**The task**. Select every line in the material below that contains the word "side", and copy each one.

[Entries for locating named things]
=-=-=

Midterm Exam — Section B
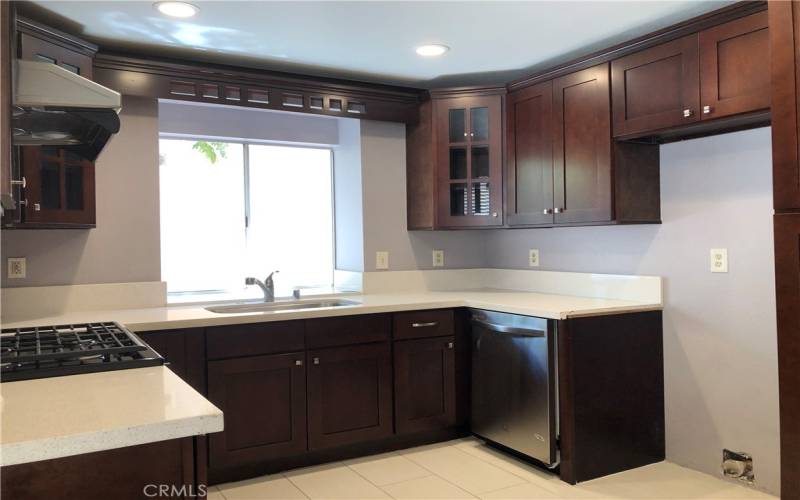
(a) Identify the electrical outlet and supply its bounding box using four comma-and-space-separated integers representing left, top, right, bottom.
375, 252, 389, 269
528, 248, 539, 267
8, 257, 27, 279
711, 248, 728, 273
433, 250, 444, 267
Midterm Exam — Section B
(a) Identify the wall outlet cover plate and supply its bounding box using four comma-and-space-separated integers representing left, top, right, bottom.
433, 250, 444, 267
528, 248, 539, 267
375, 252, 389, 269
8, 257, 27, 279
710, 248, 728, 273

=-=-=

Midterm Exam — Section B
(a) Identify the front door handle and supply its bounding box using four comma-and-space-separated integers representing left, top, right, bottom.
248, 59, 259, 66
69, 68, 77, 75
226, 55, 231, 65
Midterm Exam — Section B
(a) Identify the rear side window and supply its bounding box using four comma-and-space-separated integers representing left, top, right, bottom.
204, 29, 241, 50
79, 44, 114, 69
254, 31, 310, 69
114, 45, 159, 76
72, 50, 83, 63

=-=-=

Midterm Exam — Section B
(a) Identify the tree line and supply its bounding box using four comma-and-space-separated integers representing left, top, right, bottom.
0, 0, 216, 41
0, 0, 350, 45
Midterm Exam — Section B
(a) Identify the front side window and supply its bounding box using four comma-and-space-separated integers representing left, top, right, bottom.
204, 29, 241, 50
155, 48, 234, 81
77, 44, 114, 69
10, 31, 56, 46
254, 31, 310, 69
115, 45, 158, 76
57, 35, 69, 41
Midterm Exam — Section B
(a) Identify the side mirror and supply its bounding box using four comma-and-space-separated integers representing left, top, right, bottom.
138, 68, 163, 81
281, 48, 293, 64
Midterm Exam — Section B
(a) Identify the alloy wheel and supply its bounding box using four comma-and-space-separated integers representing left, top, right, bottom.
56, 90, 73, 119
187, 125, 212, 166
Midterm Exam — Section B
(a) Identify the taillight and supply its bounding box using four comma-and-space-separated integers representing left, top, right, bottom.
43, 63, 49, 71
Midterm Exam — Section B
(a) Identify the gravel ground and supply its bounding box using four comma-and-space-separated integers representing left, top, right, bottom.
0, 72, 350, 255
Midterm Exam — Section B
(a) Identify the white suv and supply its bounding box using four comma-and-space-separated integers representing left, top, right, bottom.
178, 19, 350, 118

=-=-=

**Solution**.
(a) Identify the rear side window and supply its bounding box using four comma-and-space-separated integers representing left, top, right, bottom.
(a) Identify the front side window and supply its bounding box using four comma-and-space-separated integers representing left, top, right, bottom.
(a) Identify the side mirror and supply its bounding box using four comma-and-space-separated integers representing left, top, right, bottom.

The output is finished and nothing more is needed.